TEXT TO READ =
Check the official pages for reference: http://www.oracle.com/technetwork/java/javase/gc-tuning-6-140523.html
Often I see a behaviour that after reaching a threshold in memory consumption the GC become more active, this force more parallel access (because of longer duration) and this will end in more GC to handle the small rest of memory
So what you might check
- is the overall memory use increased => you will have a leak
you might use jstat to monitor the JBoss JVM it will be not a big overhead and its possible in production
- you might have a traffic peak that end in such behaviour => check whether more memory or clustering helps
also jstat will help
Also you should activate the GC logging (see link gc-tuning from Rado above):
-verbose:gc -Xloggc:/tmp/jboss_gc.log -XX:+PrintGCDetails ...
The interesting log is 'Total Time where application stop' see Java GC tuning
In your case I suppose a that ~1% app time and 99% of such stop time, this mean the GC must work hard to provide memory for allocation
Looking at the GC data you posted, here is what I see:
a) A minor collection is taking place about every 3 second
b) The minor collection is taking anywhere from 1/10 to 1/20 of a second. Even with 0.1 sec per collection, out of 3 seconds, that amounts to only about 3% of the wall-clock time is spent in GC, which is very good.
c) The minor collection cleans up about 1.2GB of objects, leaving about 20MB in the survivor space, and promoting about 5MB to the tenured generation. That also looks very good.
d) Based on (a) and (c), your app is generating 400MB of garbage per second. That is a lot of garbage. You might want to look at why that is an if there is anything you can do about it.

EXCERPTED RECORDS =
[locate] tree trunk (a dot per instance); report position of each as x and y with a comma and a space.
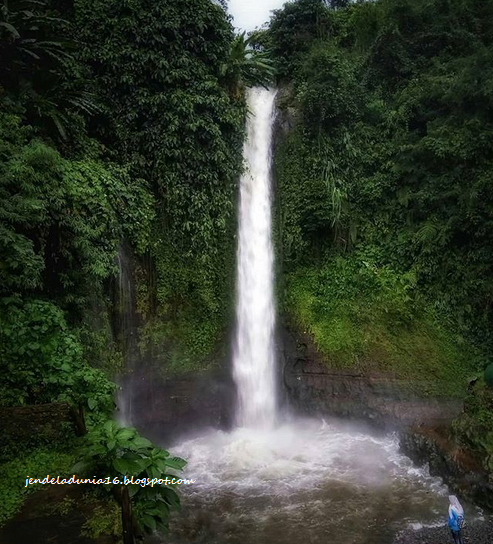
127, 518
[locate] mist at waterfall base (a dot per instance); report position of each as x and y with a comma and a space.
276, 479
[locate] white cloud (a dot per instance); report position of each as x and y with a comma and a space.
249, 14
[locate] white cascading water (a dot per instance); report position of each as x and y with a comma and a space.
305, 480
253, 362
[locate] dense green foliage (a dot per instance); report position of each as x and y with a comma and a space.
35, 464
385, 202
117, 453
163, 71
121, 125
393, 147
371, 320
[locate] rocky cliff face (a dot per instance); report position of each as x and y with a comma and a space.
387, 402
169, 408
459, 468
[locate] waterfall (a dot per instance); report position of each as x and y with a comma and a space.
254, 359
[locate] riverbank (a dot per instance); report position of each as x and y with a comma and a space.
477, 532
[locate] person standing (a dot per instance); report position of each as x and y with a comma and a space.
456, 519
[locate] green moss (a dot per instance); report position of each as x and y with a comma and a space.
35, 464
474, 428
370, 319
105, 519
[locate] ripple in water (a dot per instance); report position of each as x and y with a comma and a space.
307, 481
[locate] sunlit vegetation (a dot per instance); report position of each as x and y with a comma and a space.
384, 184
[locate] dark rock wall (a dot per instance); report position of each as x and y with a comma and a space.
387, 402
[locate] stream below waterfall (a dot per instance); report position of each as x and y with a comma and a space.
307, 481
301, 481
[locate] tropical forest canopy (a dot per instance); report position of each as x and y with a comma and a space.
122, 125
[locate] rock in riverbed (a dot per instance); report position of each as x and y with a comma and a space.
477, 532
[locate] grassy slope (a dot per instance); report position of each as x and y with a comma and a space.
370, 320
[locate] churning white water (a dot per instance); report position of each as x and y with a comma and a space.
253, 362
304, 481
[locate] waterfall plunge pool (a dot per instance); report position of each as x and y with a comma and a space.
307, 481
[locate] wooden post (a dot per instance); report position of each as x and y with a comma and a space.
127, 517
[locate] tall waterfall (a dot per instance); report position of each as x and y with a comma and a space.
253, 363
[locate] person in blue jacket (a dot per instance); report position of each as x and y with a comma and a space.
455, 519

EXERCISE REQUIREMENTS =
(a) In the garbage collection text, how often does a minor collection take place?
(b) Copy the garbage collection text word for word, from "d) Based on" up to and including "do about it.".

REPLIES =
(a) About every 3 seconds.

(b)
d) Based on (a) and (c), your app is generating 400MB of garbage per second. That is a lot of garbage. You might want to look at why that is an if there is anything you can do about it.